* **WHAT TO WORK ON**
Return the data below exactly, but only from the line containing "Target: wispy cirrus cloud" through the line containing "pixel 119 165", with both of those lines included.

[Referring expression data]
────────────────────

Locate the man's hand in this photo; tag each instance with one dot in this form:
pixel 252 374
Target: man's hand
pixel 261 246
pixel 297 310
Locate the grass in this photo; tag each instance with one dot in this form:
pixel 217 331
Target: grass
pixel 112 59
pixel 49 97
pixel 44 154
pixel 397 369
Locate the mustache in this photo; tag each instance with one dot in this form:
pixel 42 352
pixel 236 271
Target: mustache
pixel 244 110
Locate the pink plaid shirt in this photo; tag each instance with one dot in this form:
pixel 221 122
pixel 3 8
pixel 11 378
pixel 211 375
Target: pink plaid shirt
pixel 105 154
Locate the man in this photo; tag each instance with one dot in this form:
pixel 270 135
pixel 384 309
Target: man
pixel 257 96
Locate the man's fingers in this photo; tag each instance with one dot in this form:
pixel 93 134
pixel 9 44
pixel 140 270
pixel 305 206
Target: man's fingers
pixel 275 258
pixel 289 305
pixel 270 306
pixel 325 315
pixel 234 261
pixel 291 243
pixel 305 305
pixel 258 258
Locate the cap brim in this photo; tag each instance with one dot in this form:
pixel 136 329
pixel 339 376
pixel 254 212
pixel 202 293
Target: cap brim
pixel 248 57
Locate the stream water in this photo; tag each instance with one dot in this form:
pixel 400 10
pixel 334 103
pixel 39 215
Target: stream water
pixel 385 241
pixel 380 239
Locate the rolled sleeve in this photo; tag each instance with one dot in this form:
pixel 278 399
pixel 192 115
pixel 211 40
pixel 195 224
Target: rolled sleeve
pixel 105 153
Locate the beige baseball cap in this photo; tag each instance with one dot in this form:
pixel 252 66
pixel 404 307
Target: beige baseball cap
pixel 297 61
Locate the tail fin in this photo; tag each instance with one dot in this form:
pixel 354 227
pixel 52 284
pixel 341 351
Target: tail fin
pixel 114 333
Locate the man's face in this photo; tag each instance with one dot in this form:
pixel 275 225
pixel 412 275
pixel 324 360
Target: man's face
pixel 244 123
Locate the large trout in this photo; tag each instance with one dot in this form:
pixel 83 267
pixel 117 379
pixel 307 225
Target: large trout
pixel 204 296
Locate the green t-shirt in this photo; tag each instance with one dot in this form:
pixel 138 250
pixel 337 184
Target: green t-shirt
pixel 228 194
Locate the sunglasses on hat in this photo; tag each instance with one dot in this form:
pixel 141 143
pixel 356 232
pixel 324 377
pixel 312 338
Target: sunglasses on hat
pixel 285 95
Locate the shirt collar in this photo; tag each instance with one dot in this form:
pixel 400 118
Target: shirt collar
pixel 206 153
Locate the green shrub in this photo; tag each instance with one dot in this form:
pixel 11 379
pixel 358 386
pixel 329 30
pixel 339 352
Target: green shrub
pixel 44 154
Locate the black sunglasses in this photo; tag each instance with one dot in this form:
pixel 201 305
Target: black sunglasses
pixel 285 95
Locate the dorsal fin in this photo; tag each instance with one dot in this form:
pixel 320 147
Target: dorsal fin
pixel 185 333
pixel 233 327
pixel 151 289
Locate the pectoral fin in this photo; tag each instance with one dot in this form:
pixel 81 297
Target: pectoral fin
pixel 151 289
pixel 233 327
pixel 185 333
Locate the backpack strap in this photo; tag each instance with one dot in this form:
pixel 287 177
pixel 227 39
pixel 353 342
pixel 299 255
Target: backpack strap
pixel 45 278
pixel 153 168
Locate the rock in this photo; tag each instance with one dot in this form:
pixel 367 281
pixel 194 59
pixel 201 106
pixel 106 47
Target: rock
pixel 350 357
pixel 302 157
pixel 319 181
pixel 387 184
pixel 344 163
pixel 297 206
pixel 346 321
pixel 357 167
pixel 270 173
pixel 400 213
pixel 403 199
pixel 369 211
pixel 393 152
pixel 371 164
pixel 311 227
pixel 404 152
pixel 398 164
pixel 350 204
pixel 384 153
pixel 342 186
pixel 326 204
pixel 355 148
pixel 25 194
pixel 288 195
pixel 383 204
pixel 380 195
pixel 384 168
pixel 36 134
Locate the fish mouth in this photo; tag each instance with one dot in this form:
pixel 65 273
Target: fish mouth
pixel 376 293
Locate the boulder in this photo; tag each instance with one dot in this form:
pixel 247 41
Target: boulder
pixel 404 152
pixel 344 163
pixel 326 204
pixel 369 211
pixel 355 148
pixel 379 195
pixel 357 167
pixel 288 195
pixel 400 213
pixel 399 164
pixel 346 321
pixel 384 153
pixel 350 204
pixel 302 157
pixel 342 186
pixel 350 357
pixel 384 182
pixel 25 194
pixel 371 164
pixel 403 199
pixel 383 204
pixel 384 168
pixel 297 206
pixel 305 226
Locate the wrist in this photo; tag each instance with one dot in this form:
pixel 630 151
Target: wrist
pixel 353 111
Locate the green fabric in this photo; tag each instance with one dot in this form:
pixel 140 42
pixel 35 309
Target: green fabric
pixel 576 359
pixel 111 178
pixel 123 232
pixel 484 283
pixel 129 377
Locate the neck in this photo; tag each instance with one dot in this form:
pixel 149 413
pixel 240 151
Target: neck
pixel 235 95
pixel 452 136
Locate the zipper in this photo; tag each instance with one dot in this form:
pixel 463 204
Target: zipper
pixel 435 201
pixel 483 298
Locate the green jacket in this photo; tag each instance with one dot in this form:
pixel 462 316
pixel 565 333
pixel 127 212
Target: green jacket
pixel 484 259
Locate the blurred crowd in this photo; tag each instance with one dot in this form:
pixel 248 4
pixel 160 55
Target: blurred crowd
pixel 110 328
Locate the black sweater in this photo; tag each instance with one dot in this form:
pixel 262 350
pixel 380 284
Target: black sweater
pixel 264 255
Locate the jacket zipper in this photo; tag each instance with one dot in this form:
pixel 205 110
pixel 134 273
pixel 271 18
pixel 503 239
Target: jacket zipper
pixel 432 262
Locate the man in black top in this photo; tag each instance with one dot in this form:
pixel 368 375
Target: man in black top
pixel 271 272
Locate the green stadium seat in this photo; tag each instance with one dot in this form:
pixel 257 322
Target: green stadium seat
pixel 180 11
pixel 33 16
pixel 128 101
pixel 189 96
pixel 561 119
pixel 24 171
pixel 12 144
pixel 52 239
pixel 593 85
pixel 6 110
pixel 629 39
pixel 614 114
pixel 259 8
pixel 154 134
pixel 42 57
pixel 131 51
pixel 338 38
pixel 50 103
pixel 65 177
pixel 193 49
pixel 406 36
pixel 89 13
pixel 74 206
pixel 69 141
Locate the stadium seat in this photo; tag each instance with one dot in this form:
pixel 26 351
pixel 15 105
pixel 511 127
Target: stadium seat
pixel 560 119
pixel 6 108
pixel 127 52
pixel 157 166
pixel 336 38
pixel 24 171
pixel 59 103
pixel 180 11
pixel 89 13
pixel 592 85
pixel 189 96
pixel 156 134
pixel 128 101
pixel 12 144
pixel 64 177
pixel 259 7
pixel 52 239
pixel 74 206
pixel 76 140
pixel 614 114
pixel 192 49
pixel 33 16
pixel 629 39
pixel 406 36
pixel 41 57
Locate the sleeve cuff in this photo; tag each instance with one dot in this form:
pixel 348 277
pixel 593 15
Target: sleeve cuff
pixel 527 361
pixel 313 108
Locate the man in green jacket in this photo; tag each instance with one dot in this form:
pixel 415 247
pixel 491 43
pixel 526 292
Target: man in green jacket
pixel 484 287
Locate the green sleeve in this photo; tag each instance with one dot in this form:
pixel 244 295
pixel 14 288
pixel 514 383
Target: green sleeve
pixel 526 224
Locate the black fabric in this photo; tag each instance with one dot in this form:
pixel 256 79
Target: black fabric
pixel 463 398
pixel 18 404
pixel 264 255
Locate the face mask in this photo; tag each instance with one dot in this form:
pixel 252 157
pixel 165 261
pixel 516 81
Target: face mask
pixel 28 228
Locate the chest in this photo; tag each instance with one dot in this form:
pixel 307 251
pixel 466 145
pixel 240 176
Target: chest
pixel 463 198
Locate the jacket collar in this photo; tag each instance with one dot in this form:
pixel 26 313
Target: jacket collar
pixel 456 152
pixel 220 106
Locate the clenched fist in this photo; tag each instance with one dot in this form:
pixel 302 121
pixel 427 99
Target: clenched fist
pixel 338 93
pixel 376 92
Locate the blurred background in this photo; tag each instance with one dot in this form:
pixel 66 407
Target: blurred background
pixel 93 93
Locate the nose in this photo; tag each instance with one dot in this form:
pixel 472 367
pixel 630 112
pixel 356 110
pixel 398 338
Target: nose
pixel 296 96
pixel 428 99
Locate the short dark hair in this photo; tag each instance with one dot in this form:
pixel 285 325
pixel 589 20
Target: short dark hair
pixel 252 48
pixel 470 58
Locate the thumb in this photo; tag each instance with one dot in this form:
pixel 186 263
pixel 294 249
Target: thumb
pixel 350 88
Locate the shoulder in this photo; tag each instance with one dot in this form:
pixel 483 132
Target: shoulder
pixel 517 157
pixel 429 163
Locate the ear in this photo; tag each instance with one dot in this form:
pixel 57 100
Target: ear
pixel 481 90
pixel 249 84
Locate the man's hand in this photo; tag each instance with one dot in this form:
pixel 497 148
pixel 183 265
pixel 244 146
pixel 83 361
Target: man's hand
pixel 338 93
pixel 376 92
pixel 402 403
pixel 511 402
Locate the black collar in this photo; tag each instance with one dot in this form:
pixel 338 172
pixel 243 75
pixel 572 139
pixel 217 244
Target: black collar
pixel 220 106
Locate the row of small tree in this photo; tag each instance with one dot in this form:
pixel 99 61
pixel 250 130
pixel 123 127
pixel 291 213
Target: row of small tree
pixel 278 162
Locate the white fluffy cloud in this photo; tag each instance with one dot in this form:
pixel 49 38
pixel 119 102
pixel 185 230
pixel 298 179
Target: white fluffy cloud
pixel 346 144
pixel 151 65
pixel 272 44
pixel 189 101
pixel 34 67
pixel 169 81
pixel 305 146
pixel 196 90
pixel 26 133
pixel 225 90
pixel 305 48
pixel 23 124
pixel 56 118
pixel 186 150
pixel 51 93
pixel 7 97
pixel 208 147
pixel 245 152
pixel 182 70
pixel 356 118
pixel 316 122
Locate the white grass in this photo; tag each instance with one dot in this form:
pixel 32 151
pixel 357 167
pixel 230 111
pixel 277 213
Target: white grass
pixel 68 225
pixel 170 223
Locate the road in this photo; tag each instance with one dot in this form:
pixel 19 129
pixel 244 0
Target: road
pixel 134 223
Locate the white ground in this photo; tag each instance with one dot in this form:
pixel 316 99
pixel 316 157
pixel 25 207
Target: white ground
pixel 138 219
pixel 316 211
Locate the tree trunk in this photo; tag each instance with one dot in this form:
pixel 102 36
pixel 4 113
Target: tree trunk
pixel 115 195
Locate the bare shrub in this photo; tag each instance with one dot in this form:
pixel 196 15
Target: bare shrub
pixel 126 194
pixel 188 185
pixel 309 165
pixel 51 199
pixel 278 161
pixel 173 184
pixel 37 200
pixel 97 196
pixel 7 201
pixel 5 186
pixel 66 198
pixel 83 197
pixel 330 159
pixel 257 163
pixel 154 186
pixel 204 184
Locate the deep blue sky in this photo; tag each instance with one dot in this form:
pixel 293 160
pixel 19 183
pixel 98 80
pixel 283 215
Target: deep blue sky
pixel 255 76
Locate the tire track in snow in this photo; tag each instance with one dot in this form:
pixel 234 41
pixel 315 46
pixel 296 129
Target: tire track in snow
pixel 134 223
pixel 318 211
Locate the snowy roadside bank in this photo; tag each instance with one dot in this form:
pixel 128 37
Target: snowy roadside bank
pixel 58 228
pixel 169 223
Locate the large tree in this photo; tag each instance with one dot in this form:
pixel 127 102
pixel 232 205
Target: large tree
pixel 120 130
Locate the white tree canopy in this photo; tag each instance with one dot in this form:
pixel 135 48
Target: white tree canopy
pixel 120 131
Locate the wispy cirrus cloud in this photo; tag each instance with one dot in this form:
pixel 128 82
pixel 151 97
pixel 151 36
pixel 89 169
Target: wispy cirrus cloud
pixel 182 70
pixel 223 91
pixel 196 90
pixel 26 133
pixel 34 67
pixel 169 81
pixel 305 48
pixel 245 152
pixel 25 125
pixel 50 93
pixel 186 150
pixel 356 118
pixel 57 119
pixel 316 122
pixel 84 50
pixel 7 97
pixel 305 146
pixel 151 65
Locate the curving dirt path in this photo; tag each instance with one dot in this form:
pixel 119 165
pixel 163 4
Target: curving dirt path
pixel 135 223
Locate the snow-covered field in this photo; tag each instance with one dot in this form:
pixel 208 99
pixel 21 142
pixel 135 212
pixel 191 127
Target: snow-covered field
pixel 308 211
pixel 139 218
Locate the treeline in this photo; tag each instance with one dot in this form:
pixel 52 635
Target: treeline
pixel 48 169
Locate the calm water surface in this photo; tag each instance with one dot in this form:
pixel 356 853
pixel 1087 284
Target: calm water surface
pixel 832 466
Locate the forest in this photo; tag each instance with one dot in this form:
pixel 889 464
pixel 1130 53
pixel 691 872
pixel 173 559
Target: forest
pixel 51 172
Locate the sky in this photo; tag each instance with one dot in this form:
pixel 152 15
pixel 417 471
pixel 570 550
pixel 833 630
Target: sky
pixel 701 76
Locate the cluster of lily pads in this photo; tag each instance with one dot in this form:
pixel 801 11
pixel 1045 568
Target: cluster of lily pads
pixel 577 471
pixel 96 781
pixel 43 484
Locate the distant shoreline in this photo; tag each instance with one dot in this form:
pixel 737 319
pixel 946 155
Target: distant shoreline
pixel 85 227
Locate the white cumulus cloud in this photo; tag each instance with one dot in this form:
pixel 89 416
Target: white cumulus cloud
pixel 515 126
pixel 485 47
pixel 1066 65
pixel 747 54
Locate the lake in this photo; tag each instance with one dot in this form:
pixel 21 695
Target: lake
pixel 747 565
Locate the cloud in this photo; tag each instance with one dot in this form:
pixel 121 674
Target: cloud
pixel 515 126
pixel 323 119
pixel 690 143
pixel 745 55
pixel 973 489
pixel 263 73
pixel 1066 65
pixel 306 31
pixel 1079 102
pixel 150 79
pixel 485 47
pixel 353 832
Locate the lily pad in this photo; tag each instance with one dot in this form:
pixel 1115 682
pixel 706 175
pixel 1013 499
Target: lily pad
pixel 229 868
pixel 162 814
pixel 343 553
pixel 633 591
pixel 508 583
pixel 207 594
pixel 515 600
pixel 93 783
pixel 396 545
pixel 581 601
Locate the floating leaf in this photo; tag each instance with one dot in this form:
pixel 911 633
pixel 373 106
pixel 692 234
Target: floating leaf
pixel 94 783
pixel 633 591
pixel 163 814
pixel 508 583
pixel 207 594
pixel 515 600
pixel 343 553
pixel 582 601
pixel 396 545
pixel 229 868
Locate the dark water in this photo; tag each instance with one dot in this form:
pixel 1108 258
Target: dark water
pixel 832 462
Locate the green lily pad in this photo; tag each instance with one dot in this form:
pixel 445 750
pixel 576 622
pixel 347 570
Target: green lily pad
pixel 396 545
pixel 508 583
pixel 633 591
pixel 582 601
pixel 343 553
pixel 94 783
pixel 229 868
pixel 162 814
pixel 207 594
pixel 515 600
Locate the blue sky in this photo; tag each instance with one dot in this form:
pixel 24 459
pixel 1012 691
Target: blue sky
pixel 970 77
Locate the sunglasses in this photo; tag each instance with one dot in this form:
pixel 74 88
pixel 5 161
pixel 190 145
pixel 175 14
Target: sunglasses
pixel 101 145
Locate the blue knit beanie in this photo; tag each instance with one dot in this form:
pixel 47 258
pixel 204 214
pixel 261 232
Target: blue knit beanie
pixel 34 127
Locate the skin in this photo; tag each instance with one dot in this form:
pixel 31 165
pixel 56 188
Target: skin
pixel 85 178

────────────────────

* **EXERCISE SOLUTION**
Target: wispy cirrus cloud
pixel 182 70
pixel 223 91
pixel 196 90
pixel 26 133
pixel 34 67
pixel 169 81
pixel 305 48
pixel 245 152
pixel 25 125
pixel 50 93
pixel 186 150
pixel 356 118
pixel 57 119
pixel 316 122
pixel 84 50
pixel 7 97
pixel 305 146
pixel 151 65
Locate the curving dirt path in this photo; tag each instance with one dot in this form:
pixel 119 165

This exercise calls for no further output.